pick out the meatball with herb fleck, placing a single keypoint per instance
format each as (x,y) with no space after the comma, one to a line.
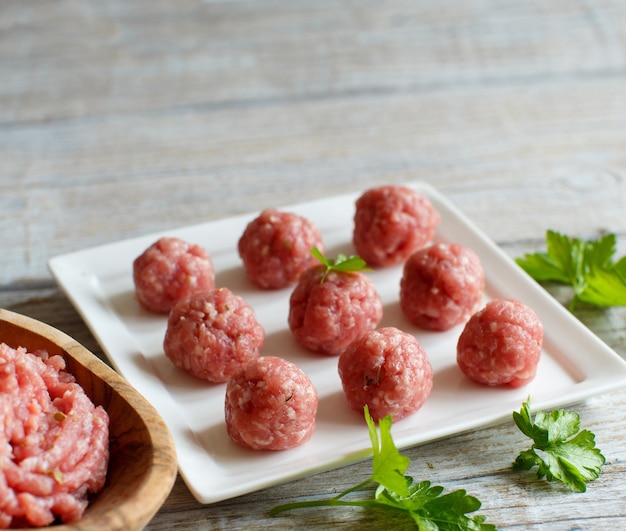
(270,405)
(276,247)
(330,309)
(169,270)
(391,222)
(387,370)
(213,334)
(501,344)
(442,285)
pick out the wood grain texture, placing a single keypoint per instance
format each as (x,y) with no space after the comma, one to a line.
(126,118)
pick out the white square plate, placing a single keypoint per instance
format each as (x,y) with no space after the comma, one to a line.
(574,365)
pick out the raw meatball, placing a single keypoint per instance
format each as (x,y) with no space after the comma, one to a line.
(170,270)
(501,344)
(390,223)
(442,285)
(327,316)
(213,334)
(276,248)
(388,370)
(270,405)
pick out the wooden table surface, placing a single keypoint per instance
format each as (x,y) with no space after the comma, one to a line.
(123,118)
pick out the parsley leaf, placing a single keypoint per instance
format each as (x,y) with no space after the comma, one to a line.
(341,263)
(429,509)
(587,266)
(559,449)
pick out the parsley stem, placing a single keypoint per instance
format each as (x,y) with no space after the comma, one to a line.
(353,489)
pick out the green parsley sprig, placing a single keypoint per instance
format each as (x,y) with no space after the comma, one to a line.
(341,263)
(559,449)
(429,509)
(586,265)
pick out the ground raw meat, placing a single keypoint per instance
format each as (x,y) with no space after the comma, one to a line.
(213,334)
(390,223)
(276,247)
(270,405)
(169,270)
(327,316)
(501,344)
(54,444)
(442,285)
(388,370)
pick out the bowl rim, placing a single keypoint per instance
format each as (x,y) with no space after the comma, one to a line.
(138,509)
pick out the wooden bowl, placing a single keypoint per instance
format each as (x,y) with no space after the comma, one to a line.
(142,463)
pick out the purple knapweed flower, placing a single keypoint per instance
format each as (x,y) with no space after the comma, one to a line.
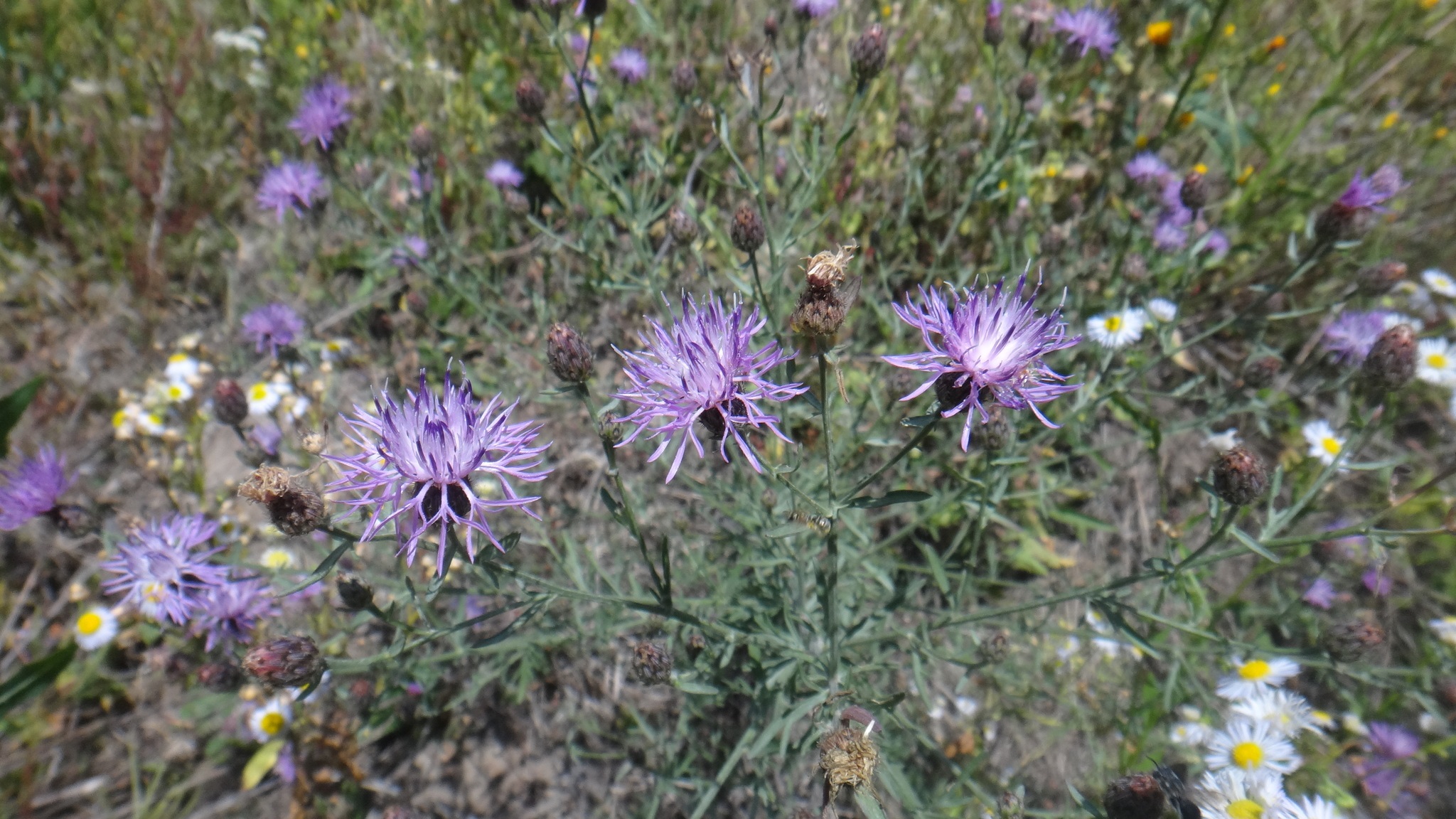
(33,488)
(504,176)
(273,327)
(322,109)
(629,65)
(287,187)
(419,458)
(985,347)
(1353,333)
(1321,594)
(1088,28)
(230,611)
(704,369)
(159,572)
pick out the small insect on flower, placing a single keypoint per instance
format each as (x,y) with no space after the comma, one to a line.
(704,369)
(419,458)
(1256,675)
(1117,330)
(985,347)
(95,628)
(1322,441)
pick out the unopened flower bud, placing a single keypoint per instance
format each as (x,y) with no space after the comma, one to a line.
(530,98)
(1027,88)
(1194,191)
(1239,478)
(229,402)
(293,506)
(1391,363)
(867,54)
(286,662)
(568,353)
(1138,796)
(354,594)
(747,232)
(651,663)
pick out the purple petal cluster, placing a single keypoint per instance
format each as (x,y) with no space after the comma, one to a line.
(704,368)
(985,346)
(273,327)
(232,611)
(419,458)
(161,570)
(290,186)
(33,488)
(322,109)
(1353,333)
(1088,28)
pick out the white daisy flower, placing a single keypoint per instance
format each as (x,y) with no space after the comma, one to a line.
(95,628)
(1436,362)
(1285,712)
(1162,309)
(269,719)
(1236,795)
(1310,808)
(1440,283)
(1251,748)
(1322,441)
(1256,675)
(1117,330)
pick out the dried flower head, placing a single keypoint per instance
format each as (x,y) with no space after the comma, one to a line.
(985,346)
(419,458)
(704,369)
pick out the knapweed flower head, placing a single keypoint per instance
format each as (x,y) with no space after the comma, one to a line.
(290,186)
(322,109)
(629,66)
(273,327)
(230,611)
(161,572)
(33,488)
(1088,28)
(985,347)
(421,456)
(704,368)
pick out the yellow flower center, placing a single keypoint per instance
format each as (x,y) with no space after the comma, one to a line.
(1254,669)
(89,624)
(1248,755)
(1246,809)
(271,723)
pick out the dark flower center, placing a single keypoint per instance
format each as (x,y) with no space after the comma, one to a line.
(453,493)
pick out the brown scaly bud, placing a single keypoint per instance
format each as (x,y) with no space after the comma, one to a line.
(293,506)
(1027,88)
(568,353)
(867,54)
(1378,280)
(685,79)
(1238,477)
(1194,191)
(530,98)
(229,402)
(286,662)
(747,232)
(1391,363)
(651,663)
(354,594)
(1138,796)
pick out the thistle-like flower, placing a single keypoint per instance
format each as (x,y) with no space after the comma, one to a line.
(322,109)
(161,572)
(989,348)
(419,458)
(704,369)
(33,488)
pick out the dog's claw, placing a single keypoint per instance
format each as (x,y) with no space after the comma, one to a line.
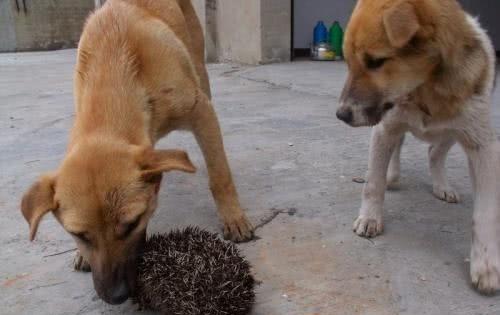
(367,227)
(446,194)
(80,264)
(239,230)
(485,275)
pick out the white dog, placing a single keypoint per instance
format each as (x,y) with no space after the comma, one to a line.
(426,67)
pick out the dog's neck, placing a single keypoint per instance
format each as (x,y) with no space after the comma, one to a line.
(463,71)
(112,112)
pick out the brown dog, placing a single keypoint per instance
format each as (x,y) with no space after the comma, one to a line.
(140,74)
(426,67)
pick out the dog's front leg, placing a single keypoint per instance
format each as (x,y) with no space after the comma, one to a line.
(437,159)
(206,129)
(484,164)
(383,142)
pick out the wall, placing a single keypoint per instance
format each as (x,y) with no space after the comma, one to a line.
(308,12)
(43,24)
(238,30)
(248,31)
(487,11)
(276,30)
(7,27)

__What to work on__.
Copy all of the records above word for word, leaving out the pictures.

__Complete output__.
pick out the meatball with herb fleck, placing a single keypoint per instance
format each as (x,y) with no space after the comma, one to a line.
(270,405)
(276,247)
(330,309)
(169,270)
(391,222)
(387,370)
(213,334)
(501,344)
(442,285)
pick out the wood grain texture, placing a single keypoint per instance
format each as (x,y) with no space after the comma, one to a line.
(126,118)
pick out the white square plate, placing a single keypoint per instance
format each as (x,y) with no space after the comma, one to a line.
(574,365)
pick out the raw meatball, placing a single keypoint per instance
format each as (x,y) with no space after the comma, one to a line.
(170,270)
(501,344)
(390,223)
(442,285)
(327,316)
(213,334)
(276,248)
(388,370)
(270,405)
pick out the wooden table surface, placing a single keypoint per instance
format each as (x,y) with no space after the comma, one to a line.
(123,118)
pick out the parsley leaf, placing a single keypoint per instance
format each as (x,y) with no space after the comma, one to a line.
(341,263)
(429,509)
(587,266)
(559,449)
pick out the parsley stem, placing a single keypoint per instance
format each as (x,y) with no space after the comma, one to a line.
(353,489)
pick out the green parsley sprig, placing a single keypoint per instance
format each as (x,y) with no space after the comma, one to a line.
(341,263)
(559,449)
(429,509)
(586,265)
pick out the ground raw meat, placing a single keypoint per instance
format each as (x,y) with no space after the comma, one to a line.
(213,334)
(390,223)
(276,247)
(270,405)
(169,270)
(327,316)
(501,344)
(54,444)
(442,285)
(388,370)
pick out the bowl rim, placing a single keypoint per instance
format each as (x,y) with no space after the comma, one to a line.
(138,509)
pick out the wooden bowl, placing a single keypoint per instance
format each as (x,y) with no space after the comma, one to a line.
(142,463)
pick out the purple knapweed flower, placing a single keypoint per instance
format each as (x,y) with no space after the comma, one to a line.
(33,488)
(504,176)
(273,327)
(322,109)
(629,65)
(287,187)
(419,458)
(985,347)
(1353,333)
(1321,594)
(1088,28)
(230,611)
(704,369)
(159,572)
pick out the small insect on flower, placing a single keypoint per instance
format each as (x,y) with no space after the comma, one to a line.
(704,369)
(419,458)
(1256,675)
(1117,330)
(985,347)
(95,628)
(1322,441)
pick out the unopened flower bud, placing a single keypoint per instance
format each as (x,y) with no space after the comma, one to a line.
(530,98)
(1027,88)
(1194,191)
(1239,478)
(229,402)
(293,506)
(1391,363)
(867,54)
(286,662)
(568,353)
(1138,796)
(354,594)
(747,232)
(651,663)
pick out the purple petal cluster, placing a single keypoint per instance
format each as (x,y) with no space after the comma, one to a line.
(704,368)
(985,346)
(273,327)
(232,611)
(419,458)
(161,570)
(290,186)
(33,488)
(322,109)
(1353,333)
(1088,28)
pick out the white daisy flower, placing a single keypoint per instance
format each as (x,y) with no space after the comma, one to a line.
(95,628)
(1436,362)
(1285,712)
(1162,309)
(269,719)
(1236,795)
(1310,808)
(1440,283)
(1251,748)
(1322,441)
(1256,675)
(1117,330)
pick out the dried flower head, placing a single keypoint per instance
format each as (x,y) with no space after the comma, one to a line.
(985,346)
(419,458)
(704,369)
pick out the knapweed flower head, placing a single keypoint per instance
format each as (x,y) with no space after the comma, one to a line.
(290,186)
(322,109)
(629,66)
(273,327)
(230,611)
(161,572)
(33,488)
(1088,28)
(985,347)
(421,456)
(704,368)
pick out the yellow flower center, placing a single keypoint per instance
format each as (x,y) with no space after the comma, one to a line.
(1254,669)
(89,624)
(1248,755)
(1246,809)
(271,723)
pick out the dark flower center, placing a single keypoint per instance
format each as (x,y) with no space after the comma, one to a line.
(453,493)
pick out the brown scaly bud, placing a single keypoint per instance
format each as (x,y) with no space after the comma, one to a line.
(293,506)
(1027,88)
(568,353)
(867,54)
(1378,280)
(685,79)
(1238,477)
(1194,191)
(530,98)
(229,402)
(286,662)
(747,232)
(1391,363)
(651,663)
(354,594)
(1138,796)
pick out the thistle-like flower, placing a single keypoint per instance
format each as (x,y) with no space after the comma, one to a line.
(322,109)
(161,572)
(989,348)
(419,458)
(704,369)
(33,488)
pick out the dog's claw, placing a single keypoint per instance
format each as (x,y) with no space after the comma, one to a line.
(367,227)
(446,194)
(80,264)
(239,230)
(485,275)
pick out the white dog, placing a single keypoint per instance
format each as (x,y) with no space after the comma, one to a line.
(426,67)
pick out the dog's neck, placing a single keypoint per instance
format each as (x,y) with no space after the comma, one to a line.
(463,71)
(112,112)
pick out the brown dog, placing a single keypoint per instance
format each as (x,y) with no space after the comma, one to a line.
(140,74)
(426,67)
pick out the dog's front leg, placing a single keypoint per instance
format each as (x,y) with no space after the comma, one to a line.
(437,159)
(206,129)
(484,164)
(383,142)
pick out the wall, placing a single keypoint per instance
format each as (x,y) with no space after the comma, one to a line.
(308,12)
(43,24)
(238,30)
(248,31)
(487,11)
(276,30)
(7,27)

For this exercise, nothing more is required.